The records below are to be transcribed exactly as they appear.
+++
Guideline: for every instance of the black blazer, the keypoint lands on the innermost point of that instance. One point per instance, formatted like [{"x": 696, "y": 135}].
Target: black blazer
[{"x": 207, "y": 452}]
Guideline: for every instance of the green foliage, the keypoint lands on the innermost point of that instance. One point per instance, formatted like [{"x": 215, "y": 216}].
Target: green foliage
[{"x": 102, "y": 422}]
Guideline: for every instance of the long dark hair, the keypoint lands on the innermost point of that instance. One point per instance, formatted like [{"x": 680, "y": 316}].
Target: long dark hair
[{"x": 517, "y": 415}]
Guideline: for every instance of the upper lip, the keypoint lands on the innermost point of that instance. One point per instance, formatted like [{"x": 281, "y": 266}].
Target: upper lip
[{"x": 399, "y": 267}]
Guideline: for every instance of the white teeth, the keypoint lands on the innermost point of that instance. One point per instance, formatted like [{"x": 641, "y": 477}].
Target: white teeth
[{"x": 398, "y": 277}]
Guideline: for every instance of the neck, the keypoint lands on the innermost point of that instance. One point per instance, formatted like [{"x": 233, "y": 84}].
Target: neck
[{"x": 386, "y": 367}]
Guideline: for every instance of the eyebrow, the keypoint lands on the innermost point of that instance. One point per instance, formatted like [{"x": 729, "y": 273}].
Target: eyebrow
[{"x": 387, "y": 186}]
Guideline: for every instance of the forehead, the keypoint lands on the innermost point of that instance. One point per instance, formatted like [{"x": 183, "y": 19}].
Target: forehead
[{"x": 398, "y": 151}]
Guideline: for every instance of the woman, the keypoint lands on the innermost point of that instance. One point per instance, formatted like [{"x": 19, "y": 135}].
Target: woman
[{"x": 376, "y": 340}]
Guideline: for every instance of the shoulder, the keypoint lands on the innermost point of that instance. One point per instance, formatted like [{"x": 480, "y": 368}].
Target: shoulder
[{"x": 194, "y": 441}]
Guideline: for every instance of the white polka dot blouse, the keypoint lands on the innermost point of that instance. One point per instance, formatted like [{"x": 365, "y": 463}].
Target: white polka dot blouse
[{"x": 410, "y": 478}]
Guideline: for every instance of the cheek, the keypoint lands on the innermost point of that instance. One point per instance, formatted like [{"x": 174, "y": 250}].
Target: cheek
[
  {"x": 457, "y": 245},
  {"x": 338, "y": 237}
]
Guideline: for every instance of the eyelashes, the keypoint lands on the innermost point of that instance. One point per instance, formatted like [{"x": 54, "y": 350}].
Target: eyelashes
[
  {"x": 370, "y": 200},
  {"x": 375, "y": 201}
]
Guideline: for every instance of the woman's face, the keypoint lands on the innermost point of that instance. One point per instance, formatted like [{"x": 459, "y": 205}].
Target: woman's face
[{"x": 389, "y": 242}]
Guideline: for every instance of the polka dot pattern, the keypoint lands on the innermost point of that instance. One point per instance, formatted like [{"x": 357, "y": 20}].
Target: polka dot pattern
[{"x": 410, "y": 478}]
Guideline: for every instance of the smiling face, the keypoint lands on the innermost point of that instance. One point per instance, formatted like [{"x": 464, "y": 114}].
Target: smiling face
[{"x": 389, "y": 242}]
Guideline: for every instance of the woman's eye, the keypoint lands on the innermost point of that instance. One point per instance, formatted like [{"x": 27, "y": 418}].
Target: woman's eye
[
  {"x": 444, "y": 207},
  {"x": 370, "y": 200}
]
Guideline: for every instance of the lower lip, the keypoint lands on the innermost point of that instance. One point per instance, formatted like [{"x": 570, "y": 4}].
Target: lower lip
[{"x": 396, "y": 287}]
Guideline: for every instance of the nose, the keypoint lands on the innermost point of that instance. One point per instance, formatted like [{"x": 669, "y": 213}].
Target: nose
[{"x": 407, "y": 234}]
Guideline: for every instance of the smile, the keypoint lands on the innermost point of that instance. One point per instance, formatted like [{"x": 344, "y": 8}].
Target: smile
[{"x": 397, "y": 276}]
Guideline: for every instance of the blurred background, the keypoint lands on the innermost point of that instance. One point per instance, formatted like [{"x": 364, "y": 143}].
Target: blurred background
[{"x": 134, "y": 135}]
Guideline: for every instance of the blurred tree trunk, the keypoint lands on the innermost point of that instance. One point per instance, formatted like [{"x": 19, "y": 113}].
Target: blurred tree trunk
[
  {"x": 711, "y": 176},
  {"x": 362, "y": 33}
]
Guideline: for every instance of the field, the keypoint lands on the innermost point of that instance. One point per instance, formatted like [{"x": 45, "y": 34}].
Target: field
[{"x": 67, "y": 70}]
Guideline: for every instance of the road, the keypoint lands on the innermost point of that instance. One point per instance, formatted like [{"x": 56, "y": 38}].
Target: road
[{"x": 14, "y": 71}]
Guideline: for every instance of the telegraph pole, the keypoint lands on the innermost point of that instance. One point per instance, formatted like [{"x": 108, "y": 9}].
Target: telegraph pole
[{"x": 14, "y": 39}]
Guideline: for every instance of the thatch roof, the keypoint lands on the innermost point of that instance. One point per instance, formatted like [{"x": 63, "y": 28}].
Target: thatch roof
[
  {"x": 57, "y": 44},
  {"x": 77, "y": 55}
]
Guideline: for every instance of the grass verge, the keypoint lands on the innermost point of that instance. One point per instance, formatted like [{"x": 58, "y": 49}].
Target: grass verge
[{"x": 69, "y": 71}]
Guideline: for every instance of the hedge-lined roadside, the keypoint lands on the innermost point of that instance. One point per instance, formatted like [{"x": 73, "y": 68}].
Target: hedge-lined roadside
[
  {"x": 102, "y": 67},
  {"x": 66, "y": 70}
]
+++
## Answer box:
Guideline: for every instance of the black blazer, the keypoint lands on the innermost point of that instance. One point per instance, formatted like [{"x": 696, "y": 135}].
Target: black blazer
[{"x": 207, "y": 452}]
Guideline: for every instance of the green foliage, the keypoint lands on the innermost point of that instance. One point per instance, formatted like [{"x": 215, "y": 216}].
Target: green foliage
[{"x": 102, "y": 422}]
Guideline: for every instance of the long dark hair, the keypoint lands on the innermost point of that instance. One point per instance, formatted like [{"x": 680, "y": 316}].
Target: long dark hair
[{"x": 517, "y": 415}]
Guideline: for every instance of the upper lip, the keypoint lands on the innermost point of that instance. One point per instance, formatted like [{"x": 281, "y": 266}].
Target: upper lip
[{"x": 399, "y": 267}]
Guideline: for every instance of the white teeth, the keypoint lands on the innermost point of that instance. One point per instance, formatted like [{"x": 641, "y": 477}].
Target: white teeth
[{"x": 398, "y": 277}]
Guideline: for every instance of the neck, the keypoint lands on the innermost point of that instance. One point per instance, formatted like [{"x": 233, "y": 84}].
Target: neck
[{"x": 386, "y": 367}]
Guideline: for every instance of the eyebrow, the keypoint lands on the innermost point of that instance. One point per instance, formatted like [{"x": 729, "y": 273}].
Target: eyebrow
[{"x": 387, "y": 186}]
Guideline: for every instance of the forehead, the keypoint lands on the innermost point of that instance. One point per instance, formatted like [{"x": 183, "y": 19}].
Target: forehead
[{"x": 398, "y": 151}]
Guideline: for every instance of the woman, the keypoint lands on the innermost point of that instance. One point per instance, formatted like [{"x": 19, "y": 135}].
Target: woman
[{"x": 376, "y": 340}]
Guideline: for every instance of the shoulder, the keypoint lands on the innermost point of that instance. One point per instance, formatted like [{"x": 480, "y": 368}].
Target: shoulder
[{"x": 194, "y": 441}]
Guideline: for every instance of the white polka dot blouse, the keypoint lands on the innermost point of that instance. One point per instance, formatted like [{"x": 365, "y": 463}].
Target: white polka dot blouse
[{"x": 410, "y": 478}]
Guideline: for every instance of the cheek, the keypoint lands on the innermost point of that instance. One point per instance, formatted like [{"x": 174, "y": 250}].
Target: cheek
[
  {"x": 457, "y": 245},
  {"x": 338, "y": 237}
]
Guideline: for every instance of the eyelashes, the keypoint lands on the innermost point of that instance. One point per instance, formatted like [{"x": 54, "y": 350}].
Target: eyelashes
[
  {"x": 370, "y": 200},
  {"x": 375, "y": 201}
]
Guideline: for every instance of the woman's face, the keypoint lands on the innermost point of that instance. One point per instance, formatted like [{"x": 459, "y": 205}].
Target: woman's face
[{"x": 389, "y": 242}]
Guideline: for every instance of the polka dot pattern, the keypoint lands on the innermost point of that instance. One point per instance, formatted like [{"x": 357, "y": 20}].
Target: polka dot pattern
[{"x": 410, "y": 478}]
Guideline: for every instance of the smiling face, the keypoint lands on the innermost point of that instance. One point per instance, formatted like [{"x": 464, "y": 114}].
Target: smiling face
[{"x": 389, "y": 242}]
Guideline: for every instance of the woman's eye, the keypoint lands on the innermost point of that instance. One point per instance, formatted like [{"x": 27, "y": 418}].
Target: woman's eye
[
  {"x": 444, "y": 207},
  {"x": 370, "y": 200}
]
Guideline: for every instance of the lower lip, the keypoint lands on the innermost point of that instance. One point per instance, formatted like [{"x": 570, "y": 4}].
Target: lower lip
[{"x": 396, "y": 287}]
Guideline: for every instance of the nose, the keypoint lands on the innermost point of that instance. One point per instance, formatted like [{"x": 669, "y": 213}].
Target: nose
[{"x": 407, "y": 234}]
Guideline: for every instance of the smile, the keypoint lands on the innermost point of that instance. One point per instance, formatted like [{"x": 344, "y": 8}].
Target: smile
[{"x": 397, "y": 276}]
Guideline: for every instance of the blurred background, the keypoint lands on the innermost point of that instance. One point per instance, formatted like [{"x": 364, "y": 143}].
Target: blurred background
[{"x": 134, "y": 135}]
Guideline: for every instance of the blurred tree trunk, the keypoint lands on the innermost point of that instance. One point per instance, formatted like [{"x": 19, "y": 113}].
Target: blurred tree trunk
[
  {"x": 711, "y": 176},
  {"x": 362, "y": 33}
]
Guideline: for every instance of the field, the keypoint lands on the innermost point of that instance. One point per instance, formatted like [{"x": 45, "y": 34}].
Target: field
[{"x": 67, "y": 70}]
Guideline: for every instance of the road, the keypoint lands on the innermost point of that instance. One point per instance, formatted like [{"x": 56, "y": 38}].
Target: road
[{"x": 14, "y": 71}]
Guideline: for every instance of the telegraph pole, the keypoint lands on the innermost point of that instance. One point per instance, formatted like [{"x": 108, "y": 9}].
Target: telegraph pole
[{"x": 14, "y": 39}]
Guideline: for every instance of the thatch roof, the keypoint lands on the innermost point of that instance. One point per instance, formatted like [{"x": 63, "y": 28}].
Target: thatch roof
[
  {"x": 57, "y": 44},
  {"x": 77, "y": 55}
]
Guideline: for every instance of the grass verge, the keypoint lands on the innermost point of that instance. One point per instance, formatted like [{"x": 58, "y": 49}].
Target: grass verge
[{"x": 69, "y": 71}]
Guideline: for every instance of the hedge-lined roadside, the keypoint lands on the innermost point of that instance. One point per instance, formatted like [{"x": 73, "y": 68}].
Target: hedge-lined roadside
[
  {"x": 102, "y": 67},
  {"x": 66, "y": 70}
]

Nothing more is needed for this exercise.